Stated goal
Rewrite the records below, swapping "black shorts" for "dark trousers" and leaving everything else unchanged.

Records supplied

_ _ _ _ _ _ _

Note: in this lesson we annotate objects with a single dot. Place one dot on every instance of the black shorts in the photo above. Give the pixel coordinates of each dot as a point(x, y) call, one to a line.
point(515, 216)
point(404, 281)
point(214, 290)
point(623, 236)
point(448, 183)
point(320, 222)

_ _ _ _ _ _ _

Output for this task
Note: in this lesson we annotate objects with a single dot. Place one dot on every instance of the dark trousers in the photo above. Give the pixel coordinates of each dot as a point(x, y) call, one to a line.
point(515, 216)
point(404, 281)
point(214, 290)
point(623, 236)
point(448, 183)
point(320, 222)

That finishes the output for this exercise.